■ **Goal**
Please write what comes next in the news passage below about Tigrayan refugees, starting after its last sentence. The records that follow it are not part of the passage.

[begin Text extract]

Five months into the war, the refugees’ hopes for return are formed through whatever information they can get out of contacts still fighting among militias associated with the TPLF. The only other news is filtered through the highly partisan Tigrayan media that often runs unverified reports alternating between battle victories and massacres of civilians.

Those infrequent and often coded phone conversations and messages have convinced many here of a reality that independent analysts say is unlikely to be true: that Tigrayan forces have been routing Ethiopia and Eritrea’s combined armies and are on a path to victory.

“My husband is still fighting. I am sure he is somewhere right now, about to pounce on the enemy,” said Freweyni Mekonnen, who fled with her five children and occasionally receives snippets of news from Tigray by text message.

In November, when she was fleeing, Freweyni said, a group of Ethiopian soldiers stopped her and asked the gender of the child in her arms. Only because the child was a girl did they let her go. Boys were being taken away from others fleeing, she said.

Billene Seyoum, an Ethiopian government spokeswoman, said individual allegations were hard to verify and referred to a statement made by Abiy on Tuesday in which he pledged to carry out investigations of military misconduct.

[end Text extract]
[begin Recorded data]

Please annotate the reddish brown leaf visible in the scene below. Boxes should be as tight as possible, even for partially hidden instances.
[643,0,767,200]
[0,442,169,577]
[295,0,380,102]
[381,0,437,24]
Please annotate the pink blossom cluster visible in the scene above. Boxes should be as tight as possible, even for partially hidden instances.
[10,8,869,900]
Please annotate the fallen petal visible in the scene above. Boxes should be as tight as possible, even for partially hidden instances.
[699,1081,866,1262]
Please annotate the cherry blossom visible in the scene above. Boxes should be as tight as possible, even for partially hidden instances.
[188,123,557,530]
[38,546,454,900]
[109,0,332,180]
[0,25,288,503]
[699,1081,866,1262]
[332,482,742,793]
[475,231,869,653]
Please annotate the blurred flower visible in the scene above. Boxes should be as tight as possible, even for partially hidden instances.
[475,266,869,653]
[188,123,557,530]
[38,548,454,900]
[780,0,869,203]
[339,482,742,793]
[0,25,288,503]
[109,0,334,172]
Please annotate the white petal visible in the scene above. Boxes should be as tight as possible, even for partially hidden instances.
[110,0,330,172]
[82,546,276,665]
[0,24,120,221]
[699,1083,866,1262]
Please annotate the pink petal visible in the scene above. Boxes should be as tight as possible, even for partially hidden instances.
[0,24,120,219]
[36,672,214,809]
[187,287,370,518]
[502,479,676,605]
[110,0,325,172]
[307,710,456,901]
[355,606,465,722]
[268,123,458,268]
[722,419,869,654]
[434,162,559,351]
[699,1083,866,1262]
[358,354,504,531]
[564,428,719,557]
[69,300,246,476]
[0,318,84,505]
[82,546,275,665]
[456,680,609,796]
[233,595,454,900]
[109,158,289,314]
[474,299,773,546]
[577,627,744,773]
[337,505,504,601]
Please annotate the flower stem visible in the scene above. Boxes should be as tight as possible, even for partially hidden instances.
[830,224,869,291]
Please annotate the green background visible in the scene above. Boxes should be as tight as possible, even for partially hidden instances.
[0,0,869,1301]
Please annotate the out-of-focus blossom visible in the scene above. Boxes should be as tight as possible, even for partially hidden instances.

[end Recorded data]

■ **Output for this exercise**
Freweyni said she didn’t want an investigation, but revenge and a clean break from Ethiopia. Her bitterness was directed toward two men in particular, Abiy and Isaias.

“When will I be back in Tigray? If there is a God, when Abiy and Isaias are dead, that’s when. I will go back to my home in an independent Tigray even if it is a pile of rubble,” she said.

Billene said Tigrayans would be welcomed back into Ethiopia and that “temporary shelters and camps have been readied for months to receive those that fled until they are resettled.”

The Ethiopian government claims it has killed or captured dozens of prominent TPLF leaders and lays the blame for the war squarely at their feet. On Nov. 4, Abiy ordered troops into Tigray after claiming that the TPLF attacked a federal army base. The sprawling conflict now stretches from Tigray’s border with Sudan across hundreds of miles of rugged, mountainous interior. The United Nations says nearly a million people in Tigray are still unreachable by aid organizations.

Earlier this month, a leaked recording of a meeting between diplomats and an Ethiopian general, Yohannes Gebremeskel Tesfamariam, was reported by Agence France-Presse in which the general speaks openly about the conflict in Tigray being a “dirty war” in which the immediate victims were the “defenseless.” It was the first instance of a military figure acknowledging that fighting is ongoing and causing civilian suffering. The Post could not independently verify the authenticity of the recording.

On Wednesday, Doctors Without Borders released a statement asserting that three of its staff members saw Ethiopian troops kill at least four men traveling in public buses outside Mekele, Tigray’s regional capital. In response to questions about the incident, Billene said allegations would be “looked into. The prime minister has made it clear in Parliament that accountability is key.”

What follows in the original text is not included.